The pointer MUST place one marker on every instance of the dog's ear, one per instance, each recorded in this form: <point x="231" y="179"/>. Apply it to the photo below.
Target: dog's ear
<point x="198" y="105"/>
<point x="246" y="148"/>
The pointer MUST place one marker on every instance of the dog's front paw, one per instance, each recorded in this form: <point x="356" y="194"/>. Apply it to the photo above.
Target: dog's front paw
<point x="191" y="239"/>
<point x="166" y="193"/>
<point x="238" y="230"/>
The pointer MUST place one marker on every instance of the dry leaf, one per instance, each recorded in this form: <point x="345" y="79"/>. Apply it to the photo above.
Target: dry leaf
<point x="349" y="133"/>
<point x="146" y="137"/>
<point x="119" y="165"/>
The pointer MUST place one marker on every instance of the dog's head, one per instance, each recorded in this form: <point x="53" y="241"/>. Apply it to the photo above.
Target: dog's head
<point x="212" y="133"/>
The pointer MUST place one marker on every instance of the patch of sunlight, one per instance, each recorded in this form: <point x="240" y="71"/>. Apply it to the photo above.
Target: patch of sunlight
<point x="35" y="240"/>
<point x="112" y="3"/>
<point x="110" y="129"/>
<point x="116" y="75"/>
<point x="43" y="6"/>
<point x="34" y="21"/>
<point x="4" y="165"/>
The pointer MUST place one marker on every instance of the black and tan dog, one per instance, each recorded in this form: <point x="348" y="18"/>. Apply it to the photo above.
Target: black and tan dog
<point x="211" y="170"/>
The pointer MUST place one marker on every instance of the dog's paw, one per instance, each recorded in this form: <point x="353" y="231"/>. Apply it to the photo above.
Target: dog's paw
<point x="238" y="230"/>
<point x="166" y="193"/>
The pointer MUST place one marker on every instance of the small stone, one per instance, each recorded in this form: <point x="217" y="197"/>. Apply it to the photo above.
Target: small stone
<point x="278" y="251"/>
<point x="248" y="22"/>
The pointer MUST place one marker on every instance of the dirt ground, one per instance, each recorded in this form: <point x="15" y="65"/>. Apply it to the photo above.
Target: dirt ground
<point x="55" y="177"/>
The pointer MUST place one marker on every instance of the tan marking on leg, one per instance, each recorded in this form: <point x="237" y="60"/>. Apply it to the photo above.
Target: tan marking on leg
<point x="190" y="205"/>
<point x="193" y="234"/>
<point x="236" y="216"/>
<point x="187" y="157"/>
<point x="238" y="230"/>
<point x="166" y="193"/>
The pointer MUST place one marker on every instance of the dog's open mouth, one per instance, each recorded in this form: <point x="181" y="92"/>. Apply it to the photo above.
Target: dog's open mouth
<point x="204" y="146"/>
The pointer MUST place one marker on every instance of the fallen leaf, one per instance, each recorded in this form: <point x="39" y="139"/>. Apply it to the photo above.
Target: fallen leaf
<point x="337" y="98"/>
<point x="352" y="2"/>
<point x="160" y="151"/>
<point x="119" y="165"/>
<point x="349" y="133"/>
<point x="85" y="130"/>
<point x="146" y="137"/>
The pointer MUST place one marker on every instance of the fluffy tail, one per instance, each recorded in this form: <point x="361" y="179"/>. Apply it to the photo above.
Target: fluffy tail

§ §

_Given exercise_: Retype every record above exactly as it appears.

_The solution_:
The pointer MUST place one marker on every instance of the dog's ear, one per instance, each recorded in this form: <point x="231" y="179"/>. Apply it to the photo below.
Target: dog's ear
<point x="198" y="105"/>
<point x="246" y="148"/>
The pointer MUST place one marker on every instance of the dog's front paw, one per instance, each recorded in this form: <point x="356" y="194"/>. Apply it to the photo above.
Target: dog's front paw
<point x="191" y="239"/>
<point x="166" y="193"/>
<point x="238" y="230"/>
The pointer MUST place one marker on every instance of the dry leaf, one per instance, each recorded in this form: <point x="345" y="79"/>. Apply it to the photo above.
Target: dry leaf
<point x="349" y="133"/>
<point x="146" y="137"/>
<point x="119" y="165"/>
The pointer MUST place one marker on every instance of the dog's head, one per instance, each recorded in this form: <point x="53" y="241"/>. Apply it to the photo above.
Target: dog's head
<point x="212" y="133"/>
The pointer MUST place one marker on every instance of the patch of sunlight, one per instance, each recorded in this form: <point x="240" y="71"/>. Apply it to the photo above.
Target: patch of sunlight
<point x="35" y="240"/>
<point x="112" y="3"/>
<point x="110" y="129"/>
<point x="116" y="75"/>
<point x="43" y="6"/>
<point x="34" y="21"/>
<point x="4" y="165"/>
The pointer MUST place one marker on every instance of the black and tan dog, one per instance, each recorded in this form: <point x="348" y="18"/>. Apply it to the photo above.
Target: black and tan dog
<point x="211" y="170"/>
The pointer MUST place one marker on every instance of the dog's paw, one per instance, each recorded in this form: <point x="353" y="231"/>. Apply it to the photo above.
Target: dog's paw
<point x="238" y="230"/>
<point x="166" y="193"/>
The pointer MUST place one marker on every instance of the small stone, one per instance, each recorded in this form: <point x="217" y="197"/>. Apply it to the photo above.
Target: small stone
<point x="278" y="251"/>
<point x="248" y="22"/>
The pointer MUST place one marker on every instance of the dirt ground, one per instance, each recorded in this form: <point x="15" y="65"/>. Apply it to the photo above.
Target: dirt ground
<point x="55" y="177"/>
The pointer MUST place one marker on every instance of the tan marking on leg, one per instance, each recorded in this form: <point x="237" y="60"/>. Apply it to the photo above.
Target: tan marking on leg
<point x="190" y="205"/>
<point x="193" y="234"/>
<point x="236" y="216"/>
<point x="187" y="157"/>
<point x="238" y="230"/>
<point x="166" y="193"/>
The pointer MUST place one marker on every instance of the dog's open mouth, one per instance, each recorded in this form: <point x="181" y="92"/>. Apply it to the photo above.
Target: dog's open mouth
<point x="204" y="146"/>
The pointer MUST place one marker on every instance of the fallen leaf, one per instance, each recorded in this form: <point x="39" y="139"/>. Apply it to the photo above.
Target: fallen leaf
<point x="337" y="98"/>
<point x="352" y="2"/>
<point x="160" y="151"/>
<point x="119" y="165"/>
<point x="349" y="133"/>
<point x="85" y="130"/>
<point x="146" y="137"/>
The pointer MUST place one marker on every instance of the fluffy tail, one per instance, each recorded in this form: <point x="361" y="179"/>. Apply it to the photo above.
Target: fluffy tail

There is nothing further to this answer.